▸ **FRAGMENTO DEL TEXTO**:
La manera de conseguir una fortuna con mayor facilidad era dedicarse al comercio.
En Roma, el gran Foro era el principal centro comercial, con un enorme conjunto de locales, mercados y lugares de reunión.
Los cambistas tenían sus negocios en este sitio, y hacían destellar, sonar y bailar sus pilas de monedas para atraer a la clientela.
Se podían obtener pingües ganancias con los préstamos, aunque los romanos de la alta sociedad lo consideraban un negocio despreciable, al igual que toda otra forma de comercio: "Ningún caballero puede ser prestamista", escribió el estadista conservador Catón.
Sin embargo, incluso los aristócratas sucumbían al encanto de las ganancias fáciles.
El objetivo era pedir prestado con intereses bajos y prestar con intereses altos.
Para combatir la especulación, en tiempos imperiales se decretó una tasa legal de interés de 12% anual.
Gozaba de más respetabilidad el ser propietario de tierras, y esto convirtió en multimillonarios a muchos ciudadanos. Se cuenta que el acaudalado político Marco Craso dijo que un hombre no podía considerarse rico a menos que pudiera pagar, de su propio ingreso, la manutención de una legión (unos 6,000 hombres).
Los bancos prosperaban en la capital, en tanto que los pobres guardaban sus magros ahorros en alcancías de barro.
La unidad monetaria básica era una moneda de cobre llamada as; un sestercio valía dos ases y medio, y un denario de plata, 4 sestercios o 10 ases.
Un soldado común recibía como sueldo 225 denarios anuales; un saco de trigo pequeño costaba medio denario.
Uno de los comercios más prósperos era el del aceite de oliva. No sólo se usaba para cocinar, sino también para lámparas y como sustituto de jabón para el baño.
Diario se compraban y vendían colosales cantidades de aceite: en el año 300 a.C., había 2.300 vendedores tan sólo en Roma.
Las alfarerías producían millones de vasijas de vino y aceite, y también se produjeron en masa recipientes de vidrio, una vez que se introdujo la técnica de soplado, posiblemente por vidrieros sirios inmigrantes durante el siglo I d.C.
LA TIENDA DE "TONSURA"
"Todas estas cicatrices que podéis contar sobre mi mentón, tantas como las de un viejo luchador, me las hizo el barbero con su hierro y su infame mano.
Sólo el chivo, entre todos los seres vivientes, es inteligente: porque se deja la barba y escapa al carnicero".
Así exclamaba Marcial, un chispeante escritor hispano-romano, a propósito de los "tonsores" (peluqueros) de su tiempo.
Sus palabras no son precisamente un cumplido, pero es de creer que se ajustan un poco a la realidad: basta pensar en cuan rudimentarias eran las herramientas que los pobres peluqueros empleaban.

▸ **INFORMACIÓN MOSTRADA**:
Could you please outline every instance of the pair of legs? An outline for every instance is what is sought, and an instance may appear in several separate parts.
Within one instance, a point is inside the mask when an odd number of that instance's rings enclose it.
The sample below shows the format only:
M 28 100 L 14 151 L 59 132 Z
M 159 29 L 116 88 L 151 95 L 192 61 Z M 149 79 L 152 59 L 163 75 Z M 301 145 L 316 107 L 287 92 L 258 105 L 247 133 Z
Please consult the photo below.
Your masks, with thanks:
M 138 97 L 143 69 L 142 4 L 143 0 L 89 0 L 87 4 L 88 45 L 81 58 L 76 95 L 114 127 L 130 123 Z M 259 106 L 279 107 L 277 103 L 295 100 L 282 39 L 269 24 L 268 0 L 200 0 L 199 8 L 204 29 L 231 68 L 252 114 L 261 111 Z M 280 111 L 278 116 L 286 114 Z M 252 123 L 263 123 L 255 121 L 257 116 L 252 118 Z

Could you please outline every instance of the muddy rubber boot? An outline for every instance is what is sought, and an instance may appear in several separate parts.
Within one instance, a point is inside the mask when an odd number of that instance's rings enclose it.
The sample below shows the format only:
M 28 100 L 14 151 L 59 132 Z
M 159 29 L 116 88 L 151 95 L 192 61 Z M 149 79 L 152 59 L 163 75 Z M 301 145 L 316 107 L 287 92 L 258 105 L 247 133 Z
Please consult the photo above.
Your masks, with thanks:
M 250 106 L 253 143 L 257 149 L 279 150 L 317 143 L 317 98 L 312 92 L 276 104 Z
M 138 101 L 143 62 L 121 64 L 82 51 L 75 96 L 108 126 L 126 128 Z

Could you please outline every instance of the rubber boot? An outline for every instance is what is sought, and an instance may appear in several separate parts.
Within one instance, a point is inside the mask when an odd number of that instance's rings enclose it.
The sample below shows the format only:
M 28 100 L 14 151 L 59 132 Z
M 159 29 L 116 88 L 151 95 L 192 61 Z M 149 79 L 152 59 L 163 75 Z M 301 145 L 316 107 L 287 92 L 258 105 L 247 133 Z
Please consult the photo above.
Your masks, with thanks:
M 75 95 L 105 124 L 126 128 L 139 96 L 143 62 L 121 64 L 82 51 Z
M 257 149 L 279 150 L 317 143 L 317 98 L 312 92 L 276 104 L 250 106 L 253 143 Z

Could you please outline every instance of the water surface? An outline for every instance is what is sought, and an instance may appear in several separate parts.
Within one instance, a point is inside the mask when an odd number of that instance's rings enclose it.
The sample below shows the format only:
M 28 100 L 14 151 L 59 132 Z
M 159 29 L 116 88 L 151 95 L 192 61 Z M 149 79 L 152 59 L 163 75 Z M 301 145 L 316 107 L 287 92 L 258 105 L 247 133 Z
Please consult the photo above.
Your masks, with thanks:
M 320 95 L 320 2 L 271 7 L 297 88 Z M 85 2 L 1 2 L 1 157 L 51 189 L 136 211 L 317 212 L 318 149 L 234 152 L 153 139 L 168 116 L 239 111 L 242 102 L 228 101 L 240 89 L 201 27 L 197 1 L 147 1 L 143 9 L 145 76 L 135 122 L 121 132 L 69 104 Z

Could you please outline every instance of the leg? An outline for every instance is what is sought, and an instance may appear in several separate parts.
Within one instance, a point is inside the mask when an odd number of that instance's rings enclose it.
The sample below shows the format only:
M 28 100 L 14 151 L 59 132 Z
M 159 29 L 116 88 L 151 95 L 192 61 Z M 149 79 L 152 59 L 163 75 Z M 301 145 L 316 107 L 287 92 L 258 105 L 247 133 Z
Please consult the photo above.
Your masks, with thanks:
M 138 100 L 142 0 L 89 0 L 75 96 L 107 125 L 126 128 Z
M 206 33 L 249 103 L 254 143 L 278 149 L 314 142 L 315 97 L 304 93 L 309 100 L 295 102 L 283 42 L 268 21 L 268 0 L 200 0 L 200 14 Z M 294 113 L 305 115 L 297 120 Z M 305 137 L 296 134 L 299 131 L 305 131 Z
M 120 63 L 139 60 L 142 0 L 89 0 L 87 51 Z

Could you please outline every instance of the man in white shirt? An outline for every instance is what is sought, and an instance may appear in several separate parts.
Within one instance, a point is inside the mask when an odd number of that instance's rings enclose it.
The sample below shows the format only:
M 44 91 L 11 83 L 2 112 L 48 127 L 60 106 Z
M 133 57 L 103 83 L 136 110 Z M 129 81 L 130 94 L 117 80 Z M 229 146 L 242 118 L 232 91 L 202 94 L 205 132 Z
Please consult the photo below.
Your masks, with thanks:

▸ **TAREA A REALIZAR**: Reemplaza "aceite de oliva" por "vino" en el pasaje del texto sobre el comercio en la antigua Roma que comienza en "La unidad monetaria" y termina en "para el baño.", y escribe ese pasaje con el cambio. Los registros son un material aparte del texto.

▸ **RESULTADO**:
La unidad monetaria básica era una moneda de cobre llamada as; un sestercio valía dos ases y medio, y un denario de plata, 4 sestercios o 10 ases.
Un soldado común recibía como sueldo 225 denarios anuales; un saco de trigo pequeño costaba medio denario.
Uno de los comercios más prósperos era el del vino. No sólo se usaba para cocinar, sino también para lámparas y como sustituto de jabón para el baño.